**Exercise objective**
From the line with "[detect] sofa cushion" through the line with "[detect] glass table top", inclusive, return each line of the data below exactly and leave the rest out.

**Task inputs**
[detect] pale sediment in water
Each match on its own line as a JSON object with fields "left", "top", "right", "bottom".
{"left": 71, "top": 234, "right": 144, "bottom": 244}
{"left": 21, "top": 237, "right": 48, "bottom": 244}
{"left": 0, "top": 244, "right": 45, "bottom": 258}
==
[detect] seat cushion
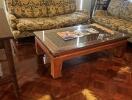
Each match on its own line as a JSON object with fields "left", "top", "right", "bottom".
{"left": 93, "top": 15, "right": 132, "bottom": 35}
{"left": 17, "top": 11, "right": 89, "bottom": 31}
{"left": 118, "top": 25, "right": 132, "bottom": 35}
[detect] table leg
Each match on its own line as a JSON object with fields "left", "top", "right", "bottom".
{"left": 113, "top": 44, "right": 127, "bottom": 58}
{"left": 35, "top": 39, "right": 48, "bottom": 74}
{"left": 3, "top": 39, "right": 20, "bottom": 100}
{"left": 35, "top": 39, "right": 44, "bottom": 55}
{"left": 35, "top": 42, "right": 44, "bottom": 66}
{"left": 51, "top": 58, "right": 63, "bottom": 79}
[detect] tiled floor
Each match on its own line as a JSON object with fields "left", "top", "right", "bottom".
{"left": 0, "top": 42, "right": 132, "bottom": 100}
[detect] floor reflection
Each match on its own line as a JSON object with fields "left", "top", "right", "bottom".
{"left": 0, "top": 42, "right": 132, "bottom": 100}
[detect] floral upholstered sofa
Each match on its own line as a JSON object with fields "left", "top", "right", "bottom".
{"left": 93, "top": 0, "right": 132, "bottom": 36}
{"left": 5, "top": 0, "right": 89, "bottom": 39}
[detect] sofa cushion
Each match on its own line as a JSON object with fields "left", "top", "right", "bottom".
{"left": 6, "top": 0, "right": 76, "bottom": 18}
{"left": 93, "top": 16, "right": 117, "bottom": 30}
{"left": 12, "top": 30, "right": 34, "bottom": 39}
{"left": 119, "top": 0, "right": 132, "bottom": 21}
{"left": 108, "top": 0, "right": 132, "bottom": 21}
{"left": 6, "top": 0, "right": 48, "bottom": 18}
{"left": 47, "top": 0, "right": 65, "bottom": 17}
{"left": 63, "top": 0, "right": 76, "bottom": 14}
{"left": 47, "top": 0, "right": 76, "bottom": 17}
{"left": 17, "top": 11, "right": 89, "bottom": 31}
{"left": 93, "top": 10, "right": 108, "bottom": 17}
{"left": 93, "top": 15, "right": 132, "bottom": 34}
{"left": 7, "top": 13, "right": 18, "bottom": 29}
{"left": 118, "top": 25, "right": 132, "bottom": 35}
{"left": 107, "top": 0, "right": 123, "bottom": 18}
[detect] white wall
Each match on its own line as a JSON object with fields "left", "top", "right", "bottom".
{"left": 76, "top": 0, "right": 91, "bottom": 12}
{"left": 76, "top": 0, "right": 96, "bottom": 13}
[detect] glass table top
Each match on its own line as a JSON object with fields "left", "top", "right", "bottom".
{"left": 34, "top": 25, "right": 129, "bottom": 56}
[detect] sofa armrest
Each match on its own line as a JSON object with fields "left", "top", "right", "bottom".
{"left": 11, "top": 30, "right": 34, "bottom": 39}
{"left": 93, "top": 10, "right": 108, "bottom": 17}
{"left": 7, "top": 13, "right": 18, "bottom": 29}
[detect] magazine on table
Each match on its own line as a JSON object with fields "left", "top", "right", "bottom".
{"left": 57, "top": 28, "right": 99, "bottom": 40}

**Output of the task**
[detect] sofa cushion
Each match on its own line as a JSON object with fields "left", "top", "right", "bottom".
{"left": 6, "top": 0, "right": 76, "bottom": 18}
{"left": 93, "top": 16, "right": 117, "bottom": 30}
{"left": 12, "top": 30, "right": 34, "bottom": 39}
{"left": 119, "top": 0, "right": 132, "bottom": 21}
{"left": 108, "top": 0, "right": 132, "bottom": 21}
{"left": 6, "top": 0, "right": 48, "bottom": 18}
{"left": 47, "top": 0, "right": 65, "bottom": 17}
{"left": 63, "top": 0, "right": 76, "bottom": 14}
{"left": 47, "top": 0, "right": 76, "bottom": 17}
{"left": 17, "top": 11, "right": 89, "bottom": 31}
{"left": 93, "top": 10, "right": 108, "bottom": 17}
{"left": 93, "top": 15, "right": 132, "bottom": 34}
{"left": 7, "top": 13, "right": 18, "bottom": 29}
{"left": 118, "top": 25, "right": 132, "bottom": 35}
{"left": 107, "top": 0, "right": 123, "bottom": 18}
[detect] white wall
Each match on its own line as a JSON object with fields "left", "top", "right", "bottom".
{"left": 76, "top": 0, "right": 91, "bottom": 12}
{"left": 76, "top": 0, "right": 96, "bottom": 13}
[detect] glass table top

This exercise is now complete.